**Exercise brief:** Set out the material as a Markdown table with the columns No. and Text, giving each line a number and omitting blank lines. Begin at the line that contains "Given the photograph above, the pointer locates the diagonal", and stop after the final line of the material.

**Supplied data:**
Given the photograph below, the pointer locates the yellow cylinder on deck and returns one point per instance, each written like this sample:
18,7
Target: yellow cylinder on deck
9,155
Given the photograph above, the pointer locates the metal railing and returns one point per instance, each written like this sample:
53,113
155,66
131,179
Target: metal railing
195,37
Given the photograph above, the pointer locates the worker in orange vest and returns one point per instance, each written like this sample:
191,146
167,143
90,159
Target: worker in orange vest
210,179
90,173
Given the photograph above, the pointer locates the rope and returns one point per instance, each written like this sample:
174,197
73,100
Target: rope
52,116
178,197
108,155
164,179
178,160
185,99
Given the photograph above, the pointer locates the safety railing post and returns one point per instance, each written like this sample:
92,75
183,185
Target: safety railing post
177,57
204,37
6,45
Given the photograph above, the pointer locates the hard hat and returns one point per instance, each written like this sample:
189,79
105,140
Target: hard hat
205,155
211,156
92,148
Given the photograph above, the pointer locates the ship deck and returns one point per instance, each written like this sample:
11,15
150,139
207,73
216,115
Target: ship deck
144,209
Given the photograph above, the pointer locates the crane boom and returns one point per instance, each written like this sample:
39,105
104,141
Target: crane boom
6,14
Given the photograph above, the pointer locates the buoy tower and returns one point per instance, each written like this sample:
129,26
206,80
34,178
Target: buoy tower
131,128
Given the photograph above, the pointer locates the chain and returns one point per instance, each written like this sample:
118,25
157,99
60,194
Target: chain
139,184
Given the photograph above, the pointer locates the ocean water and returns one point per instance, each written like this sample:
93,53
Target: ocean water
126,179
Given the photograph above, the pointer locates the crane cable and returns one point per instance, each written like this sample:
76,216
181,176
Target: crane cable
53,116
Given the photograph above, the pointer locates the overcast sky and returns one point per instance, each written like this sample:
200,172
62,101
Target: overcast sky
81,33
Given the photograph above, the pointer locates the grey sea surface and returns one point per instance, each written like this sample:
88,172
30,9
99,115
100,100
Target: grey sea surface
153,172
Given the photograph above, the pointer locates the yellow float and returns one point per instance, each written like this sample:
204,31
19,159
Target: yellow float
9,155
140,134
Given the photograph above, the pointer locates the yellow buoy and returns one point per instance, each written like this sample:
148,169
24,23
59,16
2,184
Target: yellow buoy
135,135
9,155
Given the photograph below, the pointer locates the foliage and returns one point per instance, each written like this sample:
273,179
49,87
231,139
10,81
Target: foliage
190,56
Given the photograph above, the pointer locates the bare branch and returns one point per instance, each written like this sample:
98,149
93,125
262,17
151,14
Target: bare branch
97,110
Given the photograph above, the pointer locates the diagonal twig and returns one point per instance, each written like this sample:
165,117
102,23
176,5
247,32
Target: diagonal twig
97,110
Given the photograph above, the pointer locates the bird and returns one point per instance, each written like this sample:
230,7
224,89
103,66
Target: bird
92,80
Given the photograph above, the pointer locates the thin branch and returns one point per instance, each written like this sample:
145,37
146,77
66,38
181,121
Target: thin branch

**Reply to the task:**
| No. | Text |
|---|---|
| 1 | Given the photograph above, the pointer locates the diagonal twig and returns one point per instance, each written like this sample: |
| 2 | 165,117 |
| 3 | 102,23 |
| 4 | 176,5 |
| 5 | 247,32 |
| 6 | Target: diagonal twig |
| 7 | 97,110 |
| 8 | Given the photograph above, the pointer locates the bird and returns one point per instance, each written like this sample: |
| 9 | 230,7 |
| 10 | 224,89 |
| 11 | 103,66 |
| 12 | Target: bird |
| 13 | 92,80 |
| 14 | Given the photograph above, the pointer locates the thin branch and returns one point per instance, each written like this sample: |
| 15 | 145,37 |
| 16 | 146,77 |
| 17 | 66,38 |
| 18 | 181,121 |
| 19 | Target: thin branch |